(Point-based annotation data)
★ ★ ★
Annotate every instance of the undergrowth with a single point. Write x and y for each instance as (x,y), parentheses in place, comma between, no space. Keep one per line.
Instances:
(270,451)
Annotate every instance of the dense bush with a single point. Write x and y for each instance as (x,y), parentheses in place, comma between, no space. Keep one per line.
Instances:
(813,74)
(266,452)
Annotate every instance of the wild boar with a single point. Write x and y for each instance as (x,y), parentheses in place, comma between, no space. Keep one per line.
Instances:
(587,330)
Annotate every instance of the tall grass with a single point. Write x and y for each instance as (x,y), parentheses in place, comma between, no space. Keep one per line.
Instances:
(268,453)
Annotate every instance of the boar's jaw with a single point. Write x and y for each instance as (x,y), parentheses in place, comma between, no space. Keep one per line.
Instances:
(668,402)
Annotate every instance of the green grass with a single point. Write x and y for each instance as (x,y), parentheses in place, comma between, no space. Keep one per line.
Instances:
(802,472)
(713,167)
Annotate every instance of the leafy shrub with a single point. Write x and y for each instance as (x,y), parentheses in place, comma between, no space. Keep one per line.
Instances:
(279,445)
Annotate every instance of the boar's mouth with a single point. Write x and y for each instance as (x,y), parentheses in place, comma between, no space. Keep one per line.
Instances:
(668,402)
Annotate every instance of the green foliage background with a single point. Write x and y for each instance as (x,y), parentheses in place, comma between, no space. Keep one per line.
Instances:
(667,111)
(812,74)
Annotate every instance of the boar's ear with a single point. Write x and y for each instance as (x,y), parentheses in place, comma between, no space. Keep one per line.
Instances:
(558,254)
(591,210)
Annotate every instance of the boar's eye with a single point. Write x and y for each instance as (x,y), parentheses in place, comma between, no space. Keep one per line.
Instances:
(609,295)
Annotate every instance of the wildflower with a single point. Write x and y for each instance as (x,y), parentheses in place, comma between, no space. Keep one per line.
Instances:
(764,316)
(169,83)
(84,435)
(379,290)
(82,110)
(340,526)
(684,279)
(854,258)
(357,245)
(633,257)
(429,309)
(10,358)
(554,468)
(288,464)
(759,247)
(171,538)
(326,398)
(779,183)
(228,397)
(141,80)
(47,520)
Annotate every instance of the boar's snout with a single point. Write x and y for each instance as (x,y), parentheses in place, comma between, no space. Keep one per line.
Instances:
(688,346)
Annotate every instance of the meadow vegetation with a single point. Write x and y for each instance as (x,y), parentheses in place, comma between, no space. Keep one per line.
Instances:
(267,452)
★ ★ ★
What to work on | Retype the entries exactly, including every line.

Answer for this exercise |
Annotate every instance of the undergrowth with a single point. Write x and y for each instance as (x,y), parentheses in place, comma between, no space. Keep one per line.
Instances:
(270,451)
Annotate every instance of the dense bush with a single point. Write x and y for each instance as (x,y), parentheses in place, comma between, no space. Keep one per line.
Instances:
(813,74)
(266,452)
Annotate every instance of the wild boar with a single point. Write x and y for each instance as (x,y), parentheses in place, comma between, no space. Keep one per line.
Instances:
(587,330)
Annotate every instance of the tall grass with a single point. Write x and y for each instance as (x,y), parentheses in place, comma between, no space. Keep one per line.
Instances:
(268,453)
Annotate every instance of the boar's jaw with a single point. Write x and y for each instance as (x,y), parentheses in place, comma between, no space. Keep one per line.
Instances:
(668,402)
Annotate every instance of the green grass with a single point. Write x and y for each instance as (x,y), parentheses in place, comma between, no space. Keep one per line.
Instances:
(802,472)
(713,167)
Annotate every instance of the leafy shrub with a single point. Write x and y for each instance as (x,y), parentheses in place, comma between, no space. Keep one per line.
Instances:
(279,445)
Annotate every instance of the boar's mouth with a single point. Write x and y for each instance as (x,y), parentheses in place, comma between, no space. Keep one per line.
Instances:
(668,402)
Annotate every instance of the green foliage background with a single point. Write x and y for each instance as (x,y), parentheses in place, comma between, no space. Keep one per line.
Instances:
(667,111)
(812,74)
Annotate every instance of the boar's ear with a single point. Write x and y for each instance as (x,y), parentheses in place, comma between, no space. Keep one per line.
Instances:
(558,254)
(591,210)
Annotate every instance of the boar's eye with a single point. Write x and y for each instance as (x,y), parentheses in place, comma between, no space. Keep one per line.
Instances:
(609,295)
Annotate every instance of the wildflower with a single point. Write x and y for each instance as (x,y), parentheses in place, comma between, no space. Keep one per line.
Instances:
(764,316)
(169,83)
(84,435)
(379,290)
(82,110)
(340,526)
(684,279)
(854,258)
(357,245)
(633,257)
(429,309)
(10,358)
(554,468)
(288,464)
(759,247)
(171,538)
(326,398)
(779,183)
(228,397)
(141,80)
(47,520)
Annotate every instance of the boar's snout with a single point. Write x and y for each instance as (x,y), parentheses in place, comma between, no space. Keep one per line.
Instances:
(688,346)
Annotate every instance of the meadow vegetation with a single point. Write x and y for each instance as (x,y), parentheses in place, comma between, no space. Keep one per line.
Instances:
(267,452)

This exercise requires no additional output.